▶ **SELECTED EXTRACT**:
Scientific classification
- Kingdom: Plantae
- Clade: Embryophytes
- Clade: Tracheophytes
- Clade: Spermatophytes
- Clade: Angiosperms
- Clade: Eudicots
- Order: Ranunculales
- Family: Ranunculaceae
- Genus: Delphinium
- Species: D. cardinale
- Binomial name: Delphinium cardinale Hook.

= Delphinium cardinale =

- Genus: Delphinium
- Species: cardinale
- Authority: Hook.
- Conservation status: G3

Species of plant

Delphinium cardinale is a species of larkspur known by the common names scarlet larkspur and cardinal larkspur. This wildflower is native to California and Baja California, where it grows on coastal, inland, and desert chaparral slopes, such as the Colorado Desert, and the Peninsular and Transverse Ranges. The presence of diterpenoid alkaloids, probably including the highly toxic methyllycaconitine, in above-ground parts of D. cardinale means that they are likely to be toxic if ingested.

==Description==
This tall larkspur grows on an erect stem which often exceeds two meters (~6 ft.) in height. It is a perennial herb. The leaves are divided into many narrow lobes. The top of the thin stem is occupied by many widely spaced flowers, each at the end of a pedicel several centimeters long. Each flower has scarlet red sepals which are generally curled forward into a bowl shape. The petals are also scarlet, except for the top two which are scarlet marked with bright yellow blotches. The flower may be 3 centimeters wide and the same in length, including the spur.

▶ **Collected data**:
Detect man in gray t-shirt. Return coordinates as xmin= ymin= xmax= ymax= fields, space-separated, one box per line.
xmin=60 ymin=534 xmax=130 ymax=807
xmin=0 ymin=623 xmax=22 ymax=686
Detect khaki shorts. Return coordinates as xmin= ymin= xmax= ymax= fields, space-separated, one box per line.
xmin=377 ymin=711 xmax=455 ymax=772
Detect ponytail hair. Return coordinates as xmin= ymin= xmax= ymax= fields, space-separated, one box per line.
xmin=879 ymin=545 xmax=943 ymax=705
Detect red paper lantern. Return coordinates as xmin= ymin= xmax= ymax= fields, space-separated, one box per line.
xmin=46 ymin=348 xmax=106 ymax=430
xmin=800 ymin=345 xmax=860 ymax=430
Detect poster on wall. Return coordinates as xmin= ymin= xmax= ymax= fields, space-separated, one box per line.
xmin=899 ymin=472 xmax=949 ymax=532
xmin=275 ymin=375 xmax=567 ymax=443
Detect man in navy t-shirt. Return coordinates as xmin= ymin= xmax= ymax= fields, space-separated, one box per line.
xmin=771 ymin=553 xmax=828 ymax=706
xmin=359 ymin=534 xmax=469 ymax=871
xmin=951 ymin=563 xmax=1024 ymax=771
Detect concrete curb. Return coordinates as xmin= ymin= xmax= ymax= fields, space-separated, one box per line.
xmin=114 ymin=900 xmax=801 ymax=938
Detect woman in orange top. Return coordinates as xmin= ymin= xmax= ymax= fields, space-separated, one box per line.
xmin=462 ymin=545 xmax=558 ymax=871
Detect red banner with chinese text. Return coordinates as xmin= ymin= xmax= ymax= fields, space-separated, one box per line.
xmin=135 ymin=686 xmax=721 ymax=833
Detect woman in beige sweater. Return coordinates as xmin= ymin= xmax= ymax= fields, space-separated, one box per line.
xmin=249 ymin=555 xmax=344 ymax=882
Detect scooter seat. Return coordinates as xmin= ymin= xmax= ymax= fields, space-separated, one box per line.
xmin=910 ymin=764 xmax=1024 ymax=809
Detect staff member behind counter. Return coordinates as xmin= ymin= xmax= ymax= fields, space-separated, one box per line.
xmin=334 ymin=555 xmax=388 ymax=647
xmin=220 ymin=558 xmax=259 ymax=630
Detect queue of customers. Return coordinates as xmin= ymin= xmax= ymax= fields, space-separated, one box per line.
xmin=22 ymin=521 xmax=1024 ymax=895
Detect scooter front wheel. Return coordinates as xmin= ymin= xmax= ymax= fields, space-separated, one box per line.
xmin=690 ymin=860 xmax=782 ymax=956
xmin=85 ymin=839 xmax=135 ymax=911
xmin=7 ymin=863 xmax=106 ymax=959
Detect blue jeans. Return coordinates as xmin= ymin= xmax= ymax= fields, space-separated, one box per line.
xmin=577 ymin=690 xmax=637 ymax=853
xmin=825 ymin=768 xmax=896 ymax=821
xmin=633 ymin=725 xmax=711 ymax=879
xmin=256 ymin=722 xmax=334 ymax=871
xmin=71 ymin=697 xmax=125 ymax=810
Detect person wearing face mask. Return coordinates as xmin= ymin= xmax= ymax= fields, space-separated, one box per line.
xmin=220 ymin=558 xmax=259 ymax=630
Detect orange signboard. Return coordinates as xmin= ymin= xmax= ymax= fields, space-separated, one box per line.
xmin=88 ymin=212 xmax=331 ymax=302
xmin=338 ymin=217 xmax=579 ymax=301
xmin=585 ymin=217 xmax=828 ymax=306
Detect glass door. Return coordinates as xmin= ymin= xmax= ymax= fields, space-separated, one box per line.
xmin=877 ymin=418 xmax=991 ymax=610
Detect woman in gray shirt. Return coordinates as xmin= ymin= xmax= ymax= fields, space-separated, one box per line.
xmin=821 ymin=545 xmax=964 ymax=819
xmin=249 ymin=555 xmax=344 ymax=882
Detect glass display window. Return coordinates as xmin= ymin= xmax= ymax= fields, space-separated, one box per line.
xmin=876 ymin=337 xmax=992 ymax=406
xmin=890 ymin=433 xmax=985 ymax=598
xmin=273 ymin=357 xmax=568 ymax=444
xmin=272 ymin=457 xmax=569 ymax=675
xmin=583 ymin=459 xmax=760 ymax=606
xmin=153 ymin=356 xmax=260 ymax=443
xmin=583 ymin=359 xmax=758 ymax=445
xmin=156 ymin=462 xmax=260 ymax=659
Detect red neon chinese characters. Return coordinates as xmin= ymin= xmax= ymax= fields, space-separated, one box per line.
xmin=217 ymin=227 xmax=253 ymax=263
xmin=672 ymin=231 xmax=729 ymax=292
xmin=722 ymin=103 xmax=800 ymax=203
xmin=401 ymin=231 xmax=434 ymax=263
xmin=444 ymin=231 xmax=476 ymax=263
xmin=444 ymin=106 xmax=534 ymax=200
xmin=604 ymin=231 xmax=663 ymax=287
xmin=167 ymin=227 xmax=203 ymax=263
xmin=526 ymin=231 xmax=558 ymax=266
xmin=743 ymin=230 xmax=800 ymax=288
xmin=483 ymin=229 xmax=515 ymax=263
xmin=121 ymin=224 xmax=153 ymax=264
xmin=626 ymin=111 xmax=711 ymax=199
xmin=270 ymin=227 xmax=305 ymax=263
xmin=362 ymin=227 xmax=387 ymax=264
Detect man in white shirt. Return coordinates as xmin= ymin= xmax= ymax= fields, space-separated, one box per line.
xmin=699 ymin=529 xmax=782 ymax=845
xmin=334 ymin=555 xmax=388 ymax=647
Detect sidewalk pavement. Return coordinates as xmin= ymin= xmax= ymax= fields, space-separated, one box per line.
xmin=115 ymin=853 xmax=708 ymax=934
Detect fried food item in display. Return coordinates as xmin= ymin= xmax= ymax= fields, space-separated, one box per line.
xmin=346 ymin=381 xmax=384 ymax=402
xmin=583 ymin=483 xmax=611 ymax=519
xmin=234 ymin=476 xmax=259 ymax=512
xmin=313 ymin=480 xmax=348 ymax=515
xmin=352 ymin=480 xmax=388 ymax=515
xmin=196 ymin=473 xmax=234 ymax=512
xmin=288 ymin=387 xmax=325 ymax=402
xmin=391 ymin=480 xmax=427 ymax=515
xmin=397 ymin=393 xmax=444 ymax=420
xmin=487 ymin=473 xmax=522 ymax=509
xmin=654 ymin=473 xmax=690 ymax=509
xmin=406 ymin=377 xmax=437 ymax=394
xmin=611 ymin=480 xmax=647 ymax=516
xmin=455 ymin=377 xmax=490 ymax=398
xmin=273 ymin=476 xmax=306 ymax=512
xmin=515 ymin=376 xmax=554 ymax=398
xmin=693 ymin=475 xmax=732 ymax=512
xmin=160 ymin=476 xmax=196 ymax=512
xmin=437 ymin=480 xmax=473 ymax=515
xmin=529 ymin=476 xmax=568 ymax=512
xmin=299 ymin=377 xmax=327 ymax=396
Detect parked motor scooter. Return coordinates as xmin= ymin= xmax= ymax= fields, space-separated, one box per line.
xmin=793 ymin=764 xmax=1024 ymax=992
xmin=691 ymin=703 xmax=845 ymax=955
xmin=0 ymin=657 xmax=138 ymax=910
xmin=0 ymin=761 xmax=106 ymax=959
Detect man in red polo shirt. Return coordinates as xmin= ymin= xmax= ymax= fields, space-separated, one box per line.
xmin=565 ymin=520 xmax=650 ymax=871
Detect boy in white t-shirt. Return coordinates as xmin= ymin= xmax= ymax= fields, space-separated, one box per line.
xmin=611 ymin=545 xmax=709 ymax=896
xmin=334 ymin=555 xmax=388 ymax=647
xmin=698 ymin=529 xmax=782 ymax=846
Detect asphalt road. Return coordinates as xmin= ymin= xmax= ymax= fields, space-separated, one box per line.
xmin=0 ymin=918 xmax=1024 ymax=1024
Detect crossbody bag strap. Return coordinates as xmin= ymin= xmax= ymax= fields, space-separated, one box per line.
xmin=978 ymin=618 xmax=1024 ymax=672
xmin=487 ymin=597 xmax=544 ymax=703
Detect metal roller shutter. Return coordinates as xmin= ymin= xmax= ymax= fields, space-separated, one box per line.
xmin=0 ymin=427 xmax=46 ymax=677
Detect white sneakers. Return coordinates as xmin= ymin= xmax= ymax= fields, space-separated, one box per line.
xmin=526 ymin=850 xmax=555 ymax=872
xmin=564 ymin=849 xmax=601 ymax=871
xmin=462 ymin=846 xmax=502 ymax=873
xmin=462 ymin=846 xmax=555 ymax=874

▶ **EXERCISE INSTRUCTIONS**:
A. In the scarlet larkspur article, what color are the top two petals of the flower?
B. Please resume the scarlet larkspur article right after its final sentence.
The entries come from a separate source.

▶ **RESPONSES BY ITEM NUMBER**:
A. They are scarlet marked with bright yellow blotches.

B.
==Habitat==
Typical habitat is in chert or shale talus at the edge of chaparral or within chaparral gaps. As its red tubular flowers would suggest, it is hummingbird pollinated.

==Chemical Studies==
Since D. cardinale does not seem to have been associated either with folk-medicinal usage or livestock-poisoning, it has been the object of only limited chemical study: in 1966, Mike Benn of the University of Calgary in Canada isolated the following diterpenoid alkaloids from the above-ground parts of D. cardinale plants collected in California: browniine; dehydrobrowniine; hetisine; dehydrohetisine and lycoctonine. There was also good evidence for the presence of methyllycaconitine, but this was not isolated.